==== BRANO FORNITO ====

Solidarietà è una parola che non sempre piace ; direi che alcune volte l’abbiamo trasformata in una cattiva parola, non si può dire ; ma una parola è molto più di alcuni atti di generosità sporadici. È pensare e agire in termini di comunità, di priorità della vita di tutti sull’appropriazione dei beni da parte di alcuni. È anche lottare contro le cause strutturali della povertà, la disuguaglianza, la mancanza di lavoro, la terra e la casa, la negazione dei diritti sociali e lavorativi. È far fronte agli effetti distruttori dell’Impero del denaro : i dislocamenti forzati, le emigrazioni dolorose, la tratta di persone, la droga, la guerra, la violenza e tutte quelle realtà che molti di voi subiscono e che tutti siamo chiamati a trasformare.
Non si può affrontare lo scandalo della povertà promuovendo strategie di contenimento che unicamente tranquillizzano e trasformano i poveri in esseri addomesticati e inoffensivi. Che triste vedere che, dietro a presunte opere altruistiche, si riduce l’altro alla passività, lo si nega o, peggio ancora, si nascondono affari e ambizioni personali : Gesù le definirebbe ipocrite. Che bello invece quando vediamo in movimento popoli e soprattutto i loro membri più poveri e i giovani. Allora sì, si sente il vento di promessa che ravviva la speranza di un mondo migliore. Che questo vento si trasformi in uragano di speranza. Questo è il mio desiderio.
È strano, ma se parlo di questo per alcuni il Papa è comunista. Non si comprende che l’amore per i poveri è al centro del Vangelo. Terra, casa e lavoro, quello per cui si deve lottare, sono diritti sacri. Esigere ciò non è affatto strano, è la dottrina sociale della Chiesa.
Nina ti te ricordi (Gualtiero Bertelli)
Nina ti te ricordi quanto che gavemo messo a andar su ’sto toco de leto insieme a far a l’amor.
Sie ani a far i morosi a strenserla franco su franco e mi che sero stanco ma no te volevo tocar.
To mare che brontolava « Quando che se sposemo » ; el prete che racomandava che no se doveva pecar.
E dopo se semo sposai che quasi no ghe credeva te giuro che a mi me pareva parfin che fusse un pecà.
Adesso ti speti un fio e ancuo la vita xe dura a volte me ciapa la paura de aver dopo tanto sbaglià.
Amarse no xe no un pecato, ma ancuo el xe un lusso de pochi e intanto ti Nina te speti e mi so disocupà. E intanto ti Nina te speti e mi so disocupà.

==== INSIEME DI DATI ====

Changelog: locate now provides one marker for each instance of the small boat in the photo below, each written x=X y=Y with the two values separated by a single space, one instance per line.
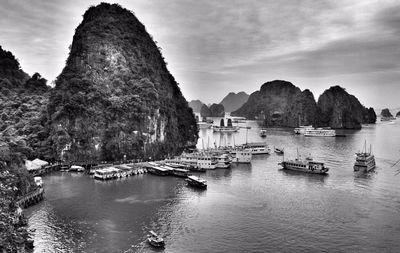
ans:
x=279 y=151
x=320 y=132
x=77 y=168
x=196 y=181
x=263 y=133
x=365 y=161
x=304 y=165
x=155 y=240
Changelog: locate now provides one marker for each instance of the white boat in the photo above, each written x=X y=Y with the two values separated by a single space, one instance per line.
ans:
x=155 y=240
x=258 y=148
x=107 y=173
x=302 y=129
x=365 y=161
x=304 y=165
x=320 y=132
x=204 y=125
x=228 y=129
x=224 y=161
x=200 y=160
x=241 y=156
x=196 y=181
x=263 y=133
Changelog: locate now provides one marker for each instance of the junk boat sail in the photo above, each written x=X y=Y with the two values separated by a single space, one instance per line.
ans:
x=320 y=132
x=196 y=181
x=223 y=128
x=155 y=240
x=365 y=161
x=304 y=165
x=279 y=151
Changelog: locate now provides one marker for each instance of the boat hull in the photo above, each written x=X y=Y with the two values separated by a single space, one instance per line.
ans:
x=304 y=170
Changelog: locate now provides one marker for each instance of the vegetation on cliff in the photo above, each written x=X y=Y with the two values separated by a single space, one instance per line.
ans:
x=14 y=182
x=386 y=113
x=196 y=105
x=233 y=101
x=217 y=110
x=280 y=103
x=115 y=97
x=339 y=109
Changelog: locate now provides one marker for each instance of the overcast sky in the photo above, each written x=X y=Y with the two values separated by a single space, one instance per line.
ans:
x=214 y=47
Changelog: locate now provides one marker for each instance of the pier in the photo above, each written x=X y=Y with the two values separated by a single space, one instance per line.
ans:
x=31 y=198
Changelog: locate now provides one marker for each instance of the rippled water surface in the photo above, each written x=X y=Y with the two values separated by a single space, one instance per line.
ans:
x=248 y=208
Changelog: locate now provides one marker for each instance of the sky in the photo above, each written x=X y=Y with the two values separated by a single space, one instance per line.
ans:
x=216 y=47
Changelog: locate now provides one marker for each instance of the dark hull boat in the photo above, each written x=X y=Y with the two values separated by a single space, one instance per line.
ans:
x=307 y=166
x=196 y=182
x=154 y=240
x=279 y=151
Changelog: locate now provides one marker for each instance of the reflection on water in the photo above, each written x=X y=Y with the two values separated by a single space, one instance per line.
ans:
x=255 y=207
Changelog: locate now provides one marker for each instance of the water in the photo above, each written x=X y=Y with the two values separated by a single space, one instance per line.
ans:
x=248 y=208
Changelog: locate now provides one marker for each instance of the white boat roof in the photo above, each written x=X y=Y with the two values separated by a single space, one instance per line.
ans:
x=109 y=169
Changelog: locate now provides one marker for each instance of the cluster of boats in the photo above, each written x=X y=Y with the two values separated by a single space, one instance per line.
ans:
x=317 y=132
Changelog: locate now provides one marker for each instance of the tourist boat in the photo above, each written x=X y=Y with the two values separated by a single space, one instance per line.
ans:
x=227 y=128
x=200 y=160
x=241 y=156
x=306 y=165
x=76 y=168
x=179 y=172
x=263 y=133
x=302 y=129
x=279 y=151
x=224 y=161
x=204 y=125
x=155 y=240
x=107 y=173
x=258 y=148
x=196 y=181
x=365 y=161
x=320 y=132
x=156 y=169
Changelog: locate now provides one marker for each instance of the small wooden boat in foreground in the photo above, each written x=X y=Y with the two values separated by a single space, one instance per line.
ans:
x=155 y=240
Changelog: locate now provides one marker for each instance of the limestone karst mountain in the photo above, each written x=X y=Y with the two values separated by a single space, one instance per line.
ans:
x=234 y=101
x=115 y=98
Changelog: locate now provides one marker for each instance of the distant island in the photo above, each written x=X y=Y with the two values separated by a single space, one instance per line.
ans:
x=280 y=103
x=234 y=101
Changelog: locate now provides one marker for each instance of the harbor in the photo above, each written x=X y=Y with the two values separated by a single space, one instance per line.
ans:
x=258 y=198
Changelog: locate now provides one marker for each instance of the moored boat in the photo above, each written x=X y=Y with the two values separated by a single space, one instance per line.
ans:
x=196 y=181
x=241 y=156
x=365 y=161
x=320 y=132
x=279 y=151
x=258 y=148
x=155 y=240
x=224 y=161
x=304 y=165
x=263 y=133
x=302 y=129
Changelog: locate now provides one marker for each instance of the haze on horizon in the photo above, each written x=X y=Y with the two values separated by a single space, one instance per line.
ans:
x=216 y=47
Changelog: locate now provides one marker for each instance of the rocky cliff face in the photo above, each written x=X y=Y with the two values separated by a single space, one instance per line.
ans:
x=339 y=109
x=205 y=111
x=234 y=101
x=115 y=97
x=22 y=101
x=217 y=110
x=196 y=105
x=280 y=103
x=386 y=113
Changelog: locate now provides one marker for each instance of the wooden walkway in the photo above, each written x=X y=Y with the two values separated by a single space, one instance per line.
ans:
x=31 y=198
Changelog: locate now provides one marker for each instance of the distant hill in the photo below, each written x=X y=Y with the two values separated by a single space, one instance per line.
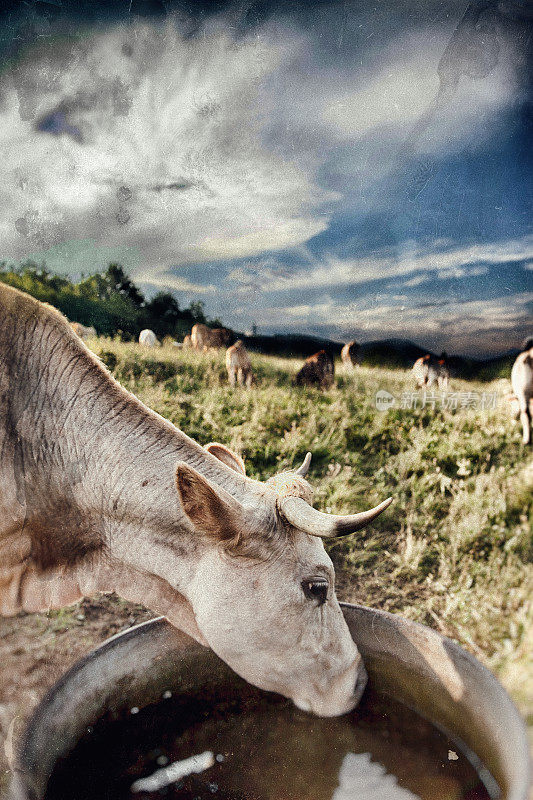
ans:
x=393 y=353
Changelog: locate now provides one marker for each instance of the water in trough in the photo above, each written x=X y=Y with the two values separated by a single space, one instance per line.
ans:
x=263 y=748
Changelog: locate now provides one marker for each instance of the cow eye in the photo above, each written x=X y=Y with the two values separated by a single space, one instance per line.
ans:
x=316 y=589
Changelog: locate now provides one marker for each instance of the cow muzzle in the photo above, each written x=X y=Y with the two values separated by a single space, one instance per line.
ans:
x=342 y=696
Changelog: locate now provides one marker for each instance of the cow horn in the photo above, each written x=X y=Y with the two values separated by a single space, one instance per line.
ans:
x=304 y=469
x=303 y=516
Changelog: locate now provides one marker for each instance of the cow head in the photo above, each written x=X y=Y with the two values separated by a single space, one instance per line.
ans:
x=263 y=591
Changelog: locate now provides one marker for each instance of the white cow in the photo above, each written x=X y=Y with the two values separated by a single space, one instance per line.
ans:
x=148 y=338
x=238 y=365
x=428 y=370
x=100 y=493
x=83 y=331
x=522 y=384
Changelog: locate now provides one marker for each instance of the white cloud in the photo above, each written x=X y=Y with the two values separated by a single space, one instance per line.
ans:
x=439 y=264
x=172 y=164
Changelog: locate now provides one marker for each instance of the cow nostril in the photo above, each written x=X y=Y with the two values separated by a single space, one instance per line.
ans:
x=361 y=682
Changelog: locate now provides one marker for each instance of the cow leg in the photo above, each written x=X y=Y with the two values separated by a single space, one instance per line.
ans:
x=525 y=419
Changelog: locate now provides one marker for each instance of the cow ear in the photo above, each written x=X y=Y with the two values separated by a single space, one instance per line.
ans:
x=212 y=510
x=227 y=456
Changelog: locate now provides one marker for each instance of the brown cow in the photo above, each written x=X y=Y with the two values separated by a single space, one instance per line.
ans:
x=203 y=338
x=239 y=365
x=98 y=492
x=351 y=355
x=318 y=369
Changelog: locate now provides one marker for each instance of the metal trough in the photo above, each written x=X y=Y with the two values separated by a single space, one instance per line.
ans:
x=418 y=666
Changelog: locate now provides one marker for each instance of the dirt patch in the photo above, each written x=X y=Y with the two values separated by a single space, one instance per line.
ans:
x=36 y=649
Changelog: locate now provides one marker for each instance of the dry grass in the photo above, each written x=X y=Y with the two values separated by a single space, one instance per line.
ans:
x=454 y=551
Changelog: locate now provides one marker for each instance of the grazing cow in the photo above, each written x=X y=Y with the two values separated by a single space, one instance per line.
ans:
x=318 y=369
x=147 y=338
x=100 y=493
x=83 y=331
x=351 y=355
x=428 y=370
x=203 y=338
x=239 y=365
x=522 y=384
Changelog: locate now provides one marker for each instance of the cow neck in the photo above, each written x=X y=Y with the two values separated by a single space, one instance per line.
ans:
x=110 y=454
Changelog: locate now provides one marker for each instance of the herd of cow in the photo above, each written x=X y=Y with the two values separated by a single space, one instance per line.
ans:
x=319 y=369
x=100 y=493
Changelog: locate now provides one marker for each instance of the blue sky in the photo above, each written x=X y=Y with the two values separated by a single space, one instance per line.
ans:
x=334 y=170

====
==== INSIEME DI DATI ====

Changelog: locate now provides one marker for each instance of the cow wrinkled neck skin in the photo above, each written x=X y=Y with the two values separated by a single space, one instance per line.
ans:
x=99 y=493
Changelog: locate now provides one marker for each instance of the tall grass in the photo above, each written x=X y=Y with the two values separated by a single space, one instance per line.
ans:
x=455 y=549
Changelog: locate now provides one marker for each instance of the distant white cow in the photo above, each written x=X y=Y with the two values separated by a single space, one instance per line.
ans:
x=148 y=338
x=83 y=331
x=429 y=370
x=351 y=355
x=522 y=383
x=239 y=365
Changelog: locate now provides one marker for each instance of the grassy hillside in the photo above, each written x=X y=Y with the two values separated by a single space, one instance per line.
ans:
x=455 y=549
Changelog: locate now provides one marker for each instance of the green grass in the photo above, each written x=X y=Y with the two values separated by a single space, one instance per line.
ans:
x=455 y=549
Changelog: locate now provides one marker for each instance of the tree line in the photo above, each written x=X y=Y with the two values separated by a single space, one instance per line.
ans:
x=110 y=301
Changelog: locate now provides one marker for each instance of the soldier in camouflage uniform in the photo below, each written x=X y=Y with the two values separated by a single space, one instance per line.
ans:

====

COMPITO 1
Nel brano, quali sono le tre cose definite diritti sacri?
COMPITO 2
Trascrivi dal brano il passo che va da "Nina ti te ricordi quanto" a "te volevo tocar.".

RISPOSTA COMPLETA 1
Terra, casa e lavoro.

RISPOSTA COMPLETA 2
Nina ti te ricordi quanto che gavemo messo a andar su ’sto toco de leto insieme a far a l’amor.
Sie ani a far i morosi a strenserla franco su franco e mi che sero stanco ma no te volevo tocar.